[Records from a collection]

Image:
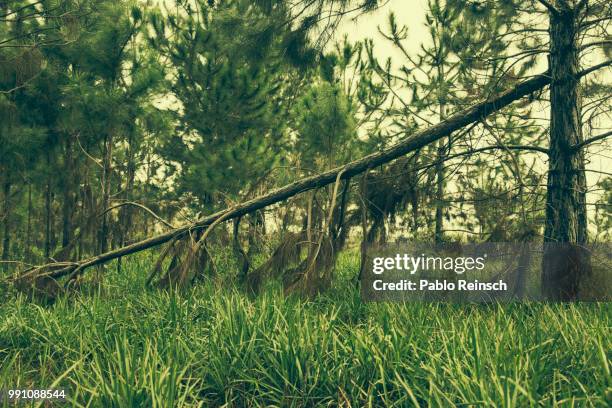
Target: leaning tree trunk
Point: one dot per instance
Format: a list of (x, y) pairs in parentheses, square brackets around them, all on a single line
[(565, 262)]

# What is being asked
Return, word for word, the line containing "Target: leaning tree trunk" and all lines after it through the last line of the records, and nothing else.

# Worked solution
Target: leaning tree trunk
Point: one dot per instance
Format: a list of (x, y) pairs in parentheses, square brackets around them, all on a single line
[(565, 262)]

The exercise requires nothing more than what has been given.